** Opening Source extract block **

A computer keyboard lights up in the dark as the screen displays a concert at The Bottleneck

Opinion columnist John Harris discusses the evolving medium of online concert experiences during quarantine.


The feeling of your first concert is unmistakable. As you pass security and enter the venue, you see hundreds of fans electrified at the reality that they will see their favorite artists perform for them. Whether you are a fan or not, the intense energy of the event draws you in and envelopes you. 

Fast-forward to the year 2020, and this is no longer the case. Concert halls and arenas are shuttered, leaving artists and fans alike stuck in an unfortunate situation. Instead of the traditional ritual, your first concert may be from the brightly lit screen of your smartphone. Musicians are using several inventive methods to bring the concert venue straight to your home. 

One of the premier examples of these live streams is the “One World: Together at Home” festival. Sponsored by the World Health Organization and poverty nonprofit Global Citizen, One World is a YouTube stream with many of the world's most prolific artists. You can tune in and catch musicians like Paul McCartney and Celine Dion performing in their own bedrooms. While they are no substitute for a live concert, live streams give a way for fans to see their favorite artists while both remain in the comfort of their own homes.

** Closing Source extract block **

» Brief 1
Extract the passage from the column on online concerts that begins at the words "A computer keyboard" and stops after the words "and envelopes you.", copying it without any changes.
» Brief 2
Write what comes next in the column on online concerts, picking up right after its final sentence.

** Opening Dataset content block **

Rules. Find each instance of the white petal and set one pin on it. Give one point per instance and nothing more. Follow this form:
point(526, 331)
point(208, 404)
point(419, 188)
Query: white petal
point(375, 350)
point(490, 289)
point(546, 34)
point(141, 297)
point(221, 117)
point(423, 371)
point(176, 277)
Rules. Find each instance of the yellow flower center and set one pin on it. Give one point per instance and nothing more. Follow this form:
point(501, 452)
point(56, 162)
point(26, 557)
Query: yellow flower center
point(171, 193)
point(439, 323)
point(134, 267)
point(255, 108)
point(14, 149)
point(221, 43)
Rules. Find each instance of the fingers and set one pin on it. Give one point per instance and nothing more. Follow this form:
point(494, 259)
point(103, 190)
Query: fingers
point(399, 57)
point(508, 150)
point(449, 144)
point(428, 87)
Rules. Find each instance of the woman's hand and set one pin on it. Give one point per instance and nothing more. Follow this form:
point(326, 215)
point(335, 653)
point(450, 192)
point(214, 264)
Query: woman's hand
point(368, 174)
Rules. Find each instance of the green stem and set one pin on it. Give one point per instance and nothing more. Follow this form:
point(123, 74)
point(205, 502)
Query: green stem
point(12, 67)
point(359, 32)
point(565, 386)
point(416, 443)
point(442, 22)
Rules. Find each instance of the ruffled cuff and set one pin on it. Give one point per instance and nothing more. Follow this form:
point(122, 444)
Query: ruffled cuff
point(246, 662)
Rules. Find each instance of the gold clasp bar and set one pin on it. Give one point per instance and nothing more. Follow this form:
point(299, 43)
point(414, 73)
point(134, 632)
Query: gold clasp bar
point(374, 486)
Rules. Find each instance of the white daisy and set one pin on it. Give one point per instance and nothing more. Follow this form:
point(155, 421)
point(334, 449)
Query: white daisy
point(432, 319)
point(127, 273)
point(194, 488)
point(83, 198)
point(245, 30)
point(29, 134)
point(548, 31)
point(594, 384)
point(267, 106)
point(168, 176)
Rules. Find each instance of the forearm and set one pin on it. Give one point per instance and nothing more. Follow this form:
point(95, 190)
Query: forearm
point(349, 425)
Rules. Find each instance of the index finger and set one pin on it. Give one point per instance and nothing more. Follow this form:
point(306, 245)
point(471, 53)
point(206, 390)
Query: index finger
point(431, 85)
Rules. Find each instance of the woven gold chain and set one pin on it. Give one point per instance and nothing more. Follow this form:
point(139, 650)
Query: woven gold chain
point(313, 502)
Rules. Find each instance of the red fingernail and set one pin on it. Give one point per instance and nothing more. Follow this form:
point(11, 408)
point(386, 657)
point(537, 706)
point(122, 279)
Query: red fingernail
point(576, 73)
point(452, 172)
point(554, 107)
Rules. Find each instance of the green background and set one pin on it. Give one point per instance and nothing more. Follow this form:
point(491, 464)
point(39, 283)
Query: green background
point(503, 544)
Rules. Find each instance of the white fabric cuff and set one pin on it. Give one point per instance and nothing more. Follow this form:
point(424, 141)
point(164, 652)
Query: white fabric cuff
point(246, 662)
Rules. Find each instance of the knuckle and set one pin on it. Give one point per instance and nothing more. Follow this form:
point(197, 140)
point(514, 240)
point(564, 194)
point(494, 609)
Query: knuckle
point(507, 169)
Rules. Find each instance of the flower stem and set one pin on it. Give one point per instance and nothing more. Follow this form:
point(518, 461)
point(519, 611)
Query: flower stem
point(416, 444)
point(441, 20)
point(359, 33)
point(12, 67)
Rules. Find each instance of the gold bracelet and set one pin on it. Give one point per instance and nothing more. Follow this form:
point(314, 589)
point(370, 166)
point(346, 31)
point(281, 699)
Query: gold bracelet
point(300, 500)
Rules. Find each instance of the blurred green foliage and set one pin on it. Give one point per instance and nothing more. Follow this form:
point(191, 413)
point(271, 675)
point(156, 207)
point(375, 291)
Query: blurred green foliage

** Closing Dataset content block **

» Exercise answer 1
A computer keyboard lights up in the dark as the screen displays a concert at The Bottleneck

Opinion columnist John Harris discusses the evolving medium of online concert experiences during quarantine.


The feeling of your first concert is unmistakable. As you pass security and enter the venue, you see hundreds of fans electrified at the reality that they will see their favorite artists perform for them. Whether you are a fan or not, the intense energy of the event draws you in and envelopes you.

» Exercise answer 2
Social media streams, such as Instagram Live, tend to focus on entertainment in general rather than strictly performance. The most popular is the high energy Quarantine Radio hosted by rapper Tory Lanez. In addition to his live performance, Tory invites well known guests like Justin Bieber and Drake. He has also been known to bring in fans who wish to showcase their talents. This level of interaction makes social media useful in terms of artist to fan interaction.

Other inventive ways have been used to give a fan experience. Electronic duo 100 gecs hosted the Square Garden festival in the video game Minecraft. Charli XCX and Kero Kero Bonito joined them to create a virtual venue where players could share in an in-game mosh pit. Travis Scott had a similar idea in Fortnite, where he created an impressive visual experience in which every player’s avatar was involved.

This method of online concert is exceptionally captivating as fans not only interact with the artist, but also participate. 

A common factor with these online events is they often benefit charity. Artists don’t directly make money off their streams, but they encourage fans to donate to coronavirus relief funds. This is a generous act I hope becomes more typical in the future. Artists may opt to perform one leg of their tours on a virtual stage. This gives the opportunity for fans unable to reach a venue to attend a show. While it is not a money maker, artists can suggest a donation be made to whatever charitable organization they wish.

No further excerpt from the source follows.